* CHECK YOUR UNDERSTANDING:
[1] Translate this sentence from the migration thread into Spanish: "You will need to do the harder of the two tests - the academic one."
[2] Answer these questions using the migration thread.
(a) How old is Miss_L's car?
(b) Which of the two IELTS tests does escapedtonz say will be needed?
(c) Which two places does escapedtonz have experience of?

# Planning to Migrate



## Miss_L (Jan 28, 2014)

Hi 

I'm currently attempting to apply for registration as a health professional in NZ with a view to making the move to Taranaki/New Plymouth, Palmerston North, Waikato/Hamilton, or Wellington. Until my professional registration has passed I can't apply for jobs but until then I'm trying to do a bit of research about the areas I've been looking at. I'll be migrating by myself, and it will be the first time I've truly left the nest.

Mostly I'd like to know random things like what it's like to live in these areas, what facilities are available, what people do for fun (theatre/outdoors/music etc), and what areas to live in/avoid.

Also, I'd like to know if anyone (mostly other Australians) has imported their car to NZ and things regarding costs to ship car, customs and duty, and registration. I have a 2yr old car and would rather not part with it as it is a good car!

Cheers,
L.


----------



## escapedtonz (Apr 6, 2012)

Miss_L said:


> Hi  I'm currently attempting to apply for registration as a health professional in NZ with a view to making the move to Taranaki/New Plymouth, Palmerston North, Waikato/Hamilton, or Wellington. Until my professional registration has passed I can't apply for jobs but until then I'm trying to do a bit of research about the areas I've been looking at. I'll be migrating by myself, and it will be the first time I've truly left the nest. Mostly I'd like to know random things like what it's like to live in these areas, what facilities are available, what people do for fun (theatre/outdoors/music etc), and what areas to live in/avoid. Also, I'd like to know if anyone (mostly other Australians) has imported their car to NZ and things regarding costs to ship car, customs and duty, and registration. I have a 2yr old car and would rather not part with it as it is a good car! Cheers, L.


Good luck with that.
Took my wife a bit of time to fight through the registration red tape so she was able to work as a health professional here.
Have you done the IELTS test ?
You'll pro'ly not need this for immigration, but you will need it for the registration / any job here to prove you have their satisfactory level of English.
You will need to do the harder of the two tests - the academic one.
My wife is English through and through with English born and bred parents and she found some of the test hard but did pass with a high score but not perfect as she expected.

I have experience of Wellington and Hamilton so what specifically would you want to know ?

Cheers


----------

* GIVEN DATA:
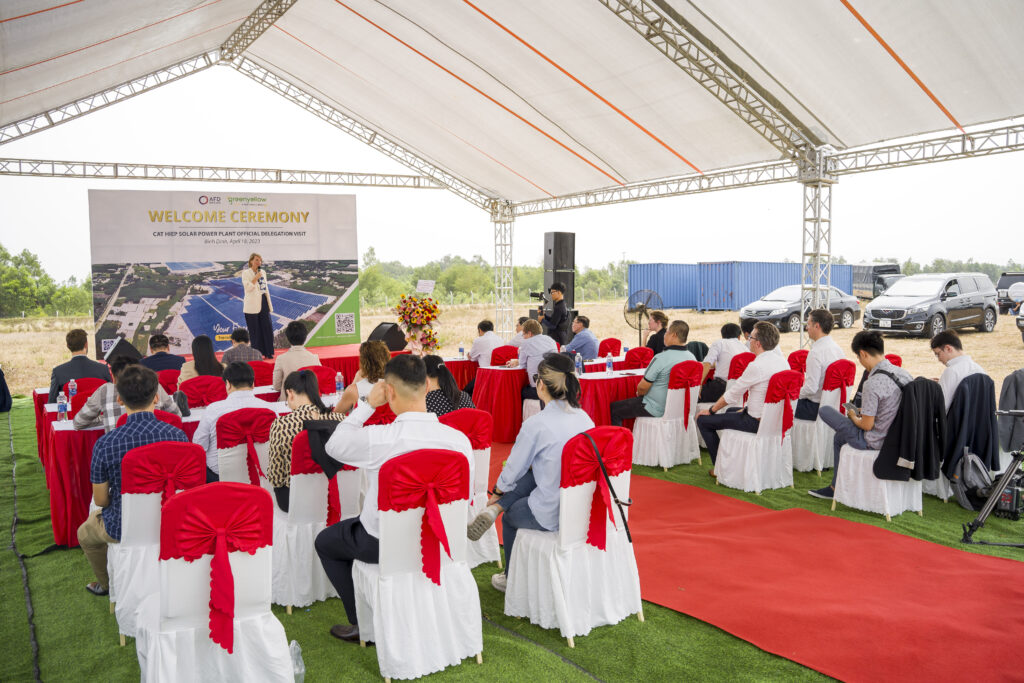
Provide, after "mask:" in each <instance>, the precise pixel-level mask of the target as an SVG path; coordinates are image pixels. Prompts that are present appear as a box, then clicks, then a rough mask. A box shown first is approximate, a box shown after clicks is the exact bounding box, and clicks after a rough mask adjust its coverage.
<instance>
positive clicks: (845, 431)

* YOUR RESPONSES:
[1] Tendrás que hacer la más difícil de las dos pruebas: la académica.

[2]
(a) Two years old.
(b) The academic one, the harder of the two.
(c) Wellington and Hamilton.